Extracted records:
* begin *

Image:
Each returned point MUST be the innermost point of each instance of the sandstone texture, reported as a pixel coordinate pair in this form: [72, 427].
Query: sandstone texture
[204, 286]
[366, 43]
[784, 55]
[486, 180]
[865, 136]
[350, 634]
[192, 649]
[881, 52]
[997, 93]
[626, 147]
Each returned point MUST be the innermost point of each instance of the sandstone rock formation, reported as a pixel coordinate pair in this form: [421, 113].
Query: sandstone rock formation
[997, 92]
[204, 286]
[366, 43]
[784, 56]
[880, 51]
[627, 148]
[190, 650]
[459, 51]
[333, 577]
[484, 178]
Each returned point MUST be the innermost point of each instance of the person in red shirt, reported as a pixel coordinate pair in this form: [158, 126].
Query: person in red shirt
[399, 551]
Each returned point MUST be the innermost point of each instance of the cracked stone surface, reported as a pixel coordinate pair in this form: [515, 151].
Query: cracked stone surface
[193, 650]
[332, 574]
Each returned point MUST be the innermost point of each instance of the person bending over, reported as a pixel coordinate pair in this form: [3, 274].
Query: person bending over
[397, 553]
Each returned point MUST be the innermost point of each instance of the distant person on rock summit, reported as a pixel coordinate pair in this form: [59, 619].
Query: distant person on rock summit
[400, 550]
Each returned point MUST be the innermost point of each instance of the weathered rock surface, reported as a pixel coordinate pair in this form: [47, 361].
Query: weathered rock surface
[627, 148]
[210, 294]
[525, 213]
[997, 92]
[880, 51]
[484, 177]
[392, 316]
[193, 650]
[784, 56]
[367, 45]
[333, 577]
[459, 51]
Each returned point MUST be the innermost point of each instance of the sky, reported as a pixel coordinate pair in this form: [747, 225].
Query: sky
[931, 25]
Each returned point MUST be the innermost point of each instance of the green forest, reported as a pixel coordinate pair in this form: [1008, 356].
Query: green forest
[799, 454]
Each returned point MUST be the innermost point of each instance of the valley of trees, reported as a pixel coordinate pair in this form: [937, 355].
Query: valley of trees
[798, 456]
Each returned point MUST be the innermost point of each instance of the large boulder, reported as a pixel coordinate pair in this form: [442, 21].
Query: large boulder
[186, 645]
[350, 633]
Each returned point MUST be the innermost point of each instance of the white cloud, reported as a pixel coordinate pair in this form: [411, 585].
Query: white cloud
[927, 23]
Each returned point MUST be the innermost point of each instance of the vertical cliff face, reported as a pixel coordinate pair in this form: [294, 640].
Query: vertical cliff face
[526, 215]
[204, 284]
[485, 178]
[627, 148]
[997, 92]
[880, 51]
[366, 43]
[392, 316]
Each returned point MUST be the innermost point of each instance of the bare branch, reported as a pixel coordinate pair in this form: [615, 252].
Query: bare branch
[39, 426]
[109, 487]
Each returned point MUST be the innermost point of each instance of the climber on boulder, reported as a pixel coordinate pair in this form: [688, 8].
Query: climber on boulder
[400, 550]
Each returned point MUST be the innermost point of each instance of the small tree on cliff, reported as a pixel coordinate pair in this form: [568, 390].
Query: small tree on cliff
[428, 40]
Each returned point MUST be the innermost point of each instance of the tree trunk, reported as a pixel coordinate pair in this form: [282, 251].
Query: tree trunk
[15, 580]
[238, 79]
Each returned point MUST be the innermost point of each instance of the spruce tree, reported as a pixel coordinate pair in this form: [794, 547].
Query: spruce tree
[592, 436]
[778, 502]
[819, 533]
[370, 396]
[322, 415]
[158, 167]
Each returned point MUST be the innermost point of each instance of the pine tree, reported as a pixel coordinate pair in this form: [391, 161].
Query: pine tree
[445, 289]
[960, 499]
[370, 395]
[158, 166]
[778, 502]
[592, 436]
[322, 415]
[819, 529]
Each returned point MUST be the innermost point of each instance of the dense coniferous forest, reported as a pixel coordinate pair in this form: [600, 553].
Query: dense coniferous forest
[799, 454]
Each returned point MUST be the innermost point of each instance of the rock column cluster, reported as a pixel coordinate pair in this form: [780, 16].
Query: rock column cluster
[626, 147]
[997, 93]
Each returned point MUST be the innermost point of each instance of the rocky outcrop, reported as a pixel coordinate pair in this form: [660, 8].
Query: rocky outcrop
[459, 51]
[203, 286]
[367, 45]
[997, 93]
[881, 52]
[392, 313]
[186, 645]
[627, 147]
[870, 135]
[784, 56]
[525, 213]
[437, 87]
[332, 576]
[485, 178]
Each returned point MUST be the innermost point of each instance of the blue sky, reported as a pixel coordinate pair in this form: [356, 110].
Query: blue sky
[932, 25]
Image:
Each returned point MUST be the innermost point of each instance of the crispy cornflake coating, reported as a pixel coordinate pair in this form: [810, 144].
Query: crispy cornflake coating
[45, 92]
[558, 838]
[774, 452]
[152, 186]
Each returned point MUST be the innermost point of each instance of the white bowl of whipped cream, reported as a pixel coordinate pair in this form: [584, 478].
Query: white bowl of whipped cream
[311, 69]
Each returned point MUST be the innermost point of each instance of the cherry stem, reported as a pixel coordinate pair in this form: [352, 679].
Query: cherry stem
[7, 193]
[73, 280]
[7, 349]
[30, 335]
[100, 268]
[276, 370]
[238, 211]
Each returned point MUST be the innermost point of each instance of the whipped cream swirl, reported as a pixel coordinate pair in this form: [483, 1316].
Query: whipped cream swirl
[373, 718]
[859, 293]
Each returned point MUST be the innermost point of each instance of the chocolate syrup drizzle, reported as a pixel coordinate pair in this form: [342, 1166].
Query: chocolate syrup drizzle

* end *

Exercise: Emit verbatim the lines running from the one with "form: [600, 553]." through the last line of the data, both endpoints inclusive.

Exercise solution:
Each returned point MUST be the innermost point of each instance of the dense coniferous forest, reported as a pixel coordinate pair in this form: [600, 553].
Query: dense coniferous forest
[799, 454]
Each returned point MUST be the innermost point of each instance of the rock column cluster, reported as a pixel coordinate pair in this form: [780, 16].
Query: rock column cluster
[626, 147]
[997, 93]
Each returned point MUST be the innermost point of each instance of the rocky outcrop, reported as a pixel coordinate pair in this form: [660, 8].
Query: rocky outcrop
[459, 51]
[203, 286]
[367, 45]
[997, 93]
[881, 52]
[392, 313]
[186, 645]
[627, 147]
[870, 135]
[784, 56]
[525, 213]
[437, 87]
[332, 576]
[485, 178]
Each returned point MUST be the innermost point of each instance of the blue sky, reported as a pixel coordinate pair in this form: [356, 110].
Query: blue sky
[932, 25]
Image:
Each returned point MUST be the innermost point of each instance of the crispy cornflake coating, reported as a pixel coordinate pair in this form: [810, 144].
Query: crispy cornflake coating
[45, 92]
[558, 838]
[774, 452]
[152, 186]
Each returned point MUST be the innermost point of each instance of the white bowl of whipped cream, reported as a pixel coordinate pair in this form: [584, 478].
Query: white bowl of whipped cream
[311, 69]
Each returned point MUST be the innermost point of each instance of the cherry stem, reported as a pixel coordinate pair in this form: [352, 679].
Query: cherry stem
[7, 193]
[73, 280]
[7, 349]
[30, 335]
[100, 268]
[276, 370]
[238, 211]
Each returned point MUST be the innermost point of each instance of the whipped cream swirl, reported as a pixel coordinate pair in this form: [483, 1316].
Query: whipped cream swirl
[373, 718]
[859, 293]
Each returned point MUST be the innermost point of each instance of the chocolate syrup drizzle, reported as a pixel coordinate pair in this form: [342, 1166].
Query: chocolate syrup drizzle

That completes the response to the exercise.